__Exercise tasks__:
1. According to the PIE conference article, in which city is PIE's headquarters located?
2. Extend the PIE conference article past its final sentence.

__Document__:

Newspaper article

PIE Conference Bubbles with Ideas to Improve Schools

Newspaper article

PIE Conference Bubbles with Ideas to Improve Schools

Article excerpt

Having written about education in the Twin Cities for a decade- plus, Your Humble Blogger thought she knew a thing or two. I knew, for instance, that Mike Petrilli is executive vice president of the Thomas B. Fordham Institute, a conservative education-research organization.

He is also the executive editor of EducationNext, an associated, respected magazine which, full disclosure, gave me a very fun freelance assignment several years ago.

But when Petrilli showed up in my Twitter feed Wednesday, I was mystified. "Am working from a @dunnbroscoffees in Chaska, MN, in the middle of @repjohnkline country, before heading to the #piesummit12" he tweeted. "LOVE IT!"

Color me out of the loop. The PIE in #piesummit12 stands for Policy Innovators in Education, a nonpartisan network of 37 member groups involved in education reform in 26 states and the District of Colombia. PIE's headquarters is located in Minneapolis.

(Detection annotation records)
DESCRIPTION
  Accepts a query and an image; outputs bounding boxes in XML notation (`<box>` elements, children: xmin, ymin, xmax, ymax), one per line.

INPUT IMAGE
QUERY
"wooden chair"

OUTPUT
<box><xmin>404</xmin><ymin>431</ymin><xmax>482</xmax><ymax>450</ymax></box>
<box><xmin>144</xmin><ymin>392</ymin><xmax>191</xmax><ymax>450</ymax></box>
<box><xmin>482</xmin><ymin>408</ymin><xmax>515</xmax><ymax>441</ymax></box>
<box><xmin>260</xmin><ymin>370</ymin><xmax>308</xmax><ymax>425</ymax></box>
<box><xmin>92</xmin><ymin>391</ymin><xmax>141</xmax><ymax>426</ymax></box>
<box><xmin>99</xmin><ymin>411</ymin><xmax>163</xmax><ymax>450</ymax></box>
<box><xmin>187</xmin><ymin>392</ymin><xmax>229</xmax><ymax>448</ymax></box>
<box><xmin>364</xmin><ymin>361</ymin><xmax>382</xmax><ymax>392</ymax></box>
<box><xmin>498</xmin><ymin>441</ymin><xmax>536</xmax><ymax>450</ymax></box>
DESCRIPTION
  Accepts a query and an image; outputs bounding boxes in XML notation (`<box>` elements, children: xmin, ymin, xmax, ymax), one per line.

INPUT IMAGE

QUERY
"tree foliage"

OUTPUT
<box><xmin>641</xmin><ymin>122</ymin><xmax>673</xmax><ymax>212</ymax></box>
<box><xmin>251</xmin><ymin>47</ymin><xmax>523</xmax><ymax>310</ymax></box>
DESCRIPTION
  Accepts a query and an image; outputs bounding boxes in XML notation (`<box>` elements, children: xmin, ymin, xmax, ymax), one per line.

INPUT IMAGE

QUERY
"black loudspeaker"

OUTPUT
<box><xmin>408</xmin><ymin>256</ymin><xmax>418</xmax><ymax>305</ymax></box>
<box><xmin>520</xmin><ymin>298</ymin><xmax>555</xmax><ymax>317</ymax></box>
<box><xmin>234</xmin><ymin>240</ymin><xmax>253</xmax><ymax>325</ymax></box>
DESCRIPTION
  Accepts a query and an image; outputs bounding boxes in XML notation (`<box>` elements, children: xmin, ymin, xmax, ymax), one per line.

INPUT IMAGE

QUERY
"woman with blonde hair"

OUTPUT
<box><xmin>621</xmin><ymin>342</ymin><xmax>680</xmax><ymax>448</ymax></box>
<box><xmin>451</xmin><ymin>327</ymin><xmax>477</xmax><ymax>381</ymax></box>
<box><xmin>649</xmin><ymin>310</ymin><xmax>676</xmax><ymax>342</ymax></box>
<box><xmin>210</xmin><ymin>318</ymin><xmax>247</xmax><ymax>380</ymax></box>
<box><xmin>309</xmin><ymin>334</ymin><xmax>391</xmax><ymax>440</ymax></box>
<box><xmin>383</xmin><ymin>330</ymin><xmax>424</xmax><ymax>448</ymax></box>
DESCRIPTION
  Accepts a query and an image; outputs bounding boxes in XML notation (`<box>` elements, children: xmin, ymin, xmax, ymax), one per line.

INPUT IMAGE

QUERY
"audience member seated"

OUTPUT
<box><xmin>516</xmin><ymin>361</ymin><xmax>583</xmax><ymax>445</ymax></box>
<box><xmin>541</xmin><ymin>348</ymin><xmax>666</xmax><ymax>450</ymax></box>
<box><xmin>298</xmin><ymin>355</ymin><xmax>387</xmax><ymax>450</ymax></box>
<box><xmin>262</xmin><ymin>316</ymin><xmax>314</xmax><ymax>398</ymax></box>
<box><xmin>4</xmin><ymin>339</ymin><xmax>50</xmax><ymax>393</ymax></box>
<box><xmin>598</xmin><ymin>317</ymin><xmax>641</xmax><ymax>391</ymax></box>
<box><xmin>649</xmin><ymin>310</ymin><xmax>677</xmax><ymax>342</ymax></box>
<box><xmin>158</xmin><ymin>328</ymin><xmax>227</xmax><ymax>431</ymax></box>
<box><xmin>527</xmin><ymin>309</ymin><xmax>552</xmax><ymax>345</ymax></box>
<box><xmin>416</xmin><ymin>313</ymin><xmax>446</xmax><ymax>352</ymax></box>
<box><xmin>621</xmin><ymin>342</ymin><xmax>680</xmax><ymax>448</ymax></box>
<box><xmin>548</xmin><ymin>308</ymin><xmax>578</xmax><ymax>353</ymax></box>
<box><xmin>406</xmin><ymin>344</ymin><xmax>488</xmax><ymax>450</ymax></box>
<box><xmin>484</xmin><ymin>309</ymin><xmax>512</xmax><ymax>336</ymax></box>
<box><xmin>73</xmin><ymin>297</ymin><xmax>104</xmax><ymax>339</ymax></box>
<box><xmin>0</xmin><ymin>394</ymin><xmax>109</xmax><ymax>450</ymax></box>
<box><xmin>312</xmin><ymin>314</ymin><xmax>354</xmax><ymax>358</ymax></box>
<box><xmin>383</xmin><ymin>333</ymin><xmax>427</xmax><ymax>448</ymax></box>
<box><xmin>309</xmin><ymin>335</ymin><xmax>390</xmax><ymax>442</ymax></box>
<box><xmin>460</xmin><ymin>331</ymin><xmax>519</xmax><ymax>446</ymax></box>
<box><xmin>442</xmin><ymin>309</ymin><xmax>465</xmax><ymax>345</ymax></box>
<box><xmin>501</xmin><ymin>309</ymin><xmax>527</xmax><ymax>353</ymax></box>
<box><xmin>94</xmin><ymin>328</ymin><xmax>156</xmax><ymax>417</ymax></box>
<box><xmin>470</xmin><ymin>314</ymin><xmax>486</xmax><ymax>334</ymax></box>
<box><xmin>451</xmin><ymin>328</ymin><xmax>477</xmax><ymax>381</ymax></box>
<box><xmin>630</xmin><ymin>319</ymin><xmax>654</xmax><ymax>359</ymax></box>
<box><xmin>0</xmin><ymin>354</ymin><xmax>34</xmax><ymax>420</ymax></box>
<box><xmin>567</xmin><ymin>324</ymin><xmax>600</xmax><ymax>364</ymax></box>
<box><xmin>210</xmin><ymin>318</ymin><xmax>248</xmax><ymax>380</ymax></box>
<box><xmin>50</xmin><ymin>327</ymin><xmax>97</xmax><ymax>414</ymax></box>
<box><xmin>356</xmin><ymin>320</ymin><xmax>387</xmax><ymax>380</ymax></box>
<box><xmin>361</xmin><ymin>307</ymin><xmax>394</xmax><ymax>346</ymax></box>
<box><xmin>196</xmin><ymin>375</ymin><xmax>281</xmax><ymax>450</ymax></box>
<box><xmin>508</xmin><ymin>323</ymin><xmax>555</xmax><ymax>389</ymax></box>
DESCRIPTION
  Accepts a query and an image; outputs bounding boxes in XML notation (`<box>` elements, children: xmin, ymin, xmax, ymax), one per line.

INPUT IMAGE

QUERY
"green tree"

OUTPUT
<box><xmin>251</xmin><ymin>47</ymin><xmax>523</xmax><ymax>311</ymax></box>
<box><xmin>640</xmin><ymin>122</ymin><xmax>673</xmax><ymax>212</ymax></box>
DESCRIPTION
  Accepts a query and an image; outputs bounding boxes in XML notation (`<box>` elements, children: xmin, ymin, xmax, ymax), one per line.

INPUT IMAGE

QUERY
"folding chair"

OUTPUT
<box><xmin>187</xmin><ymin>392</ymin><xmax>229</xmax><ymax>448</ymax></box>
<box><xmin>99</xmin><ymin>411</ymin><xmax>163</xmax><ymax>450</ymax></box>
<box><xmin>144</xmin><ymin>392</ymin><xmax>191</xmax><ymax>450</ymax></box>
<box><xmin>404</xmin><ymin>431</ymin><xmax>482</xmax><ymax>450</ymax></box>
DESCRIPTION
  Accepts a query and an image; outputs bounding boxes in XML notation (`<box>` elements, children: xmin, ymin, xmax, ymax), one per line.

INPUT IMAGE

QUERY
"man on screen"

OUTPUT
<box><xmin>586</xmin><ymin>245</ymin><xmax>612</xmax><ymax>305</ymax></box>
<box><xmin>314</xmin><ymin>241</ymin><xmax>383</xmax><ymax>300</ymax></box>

__In response__:
1. Minneapolis.

2.
And the Summit '12 part is the group's sixth annual conference, a meeting of the Who's Who of the reform movement which began Wednesday at the Hyatt Regency in downtown Minneapolis and wraps up this afternoon. I arranged to crash the party, where I got to put faces to a number of familiar names.

MinnCAN, an advocacy group working to promote education reform here, is PIE's lone local member to date, although representatives from a number of Minnesota groups were present. The Minneapolis Foundation is one of the confab's sponsors.

As a topic, education reform is inherently political -- often divisively so. Yet if you ever needed to demonstrate that its advocates span the political spectrum, the summit roster could serve as Exhibit No. 1. Many of the 200 advocates and policymakers in attendance defy categorization.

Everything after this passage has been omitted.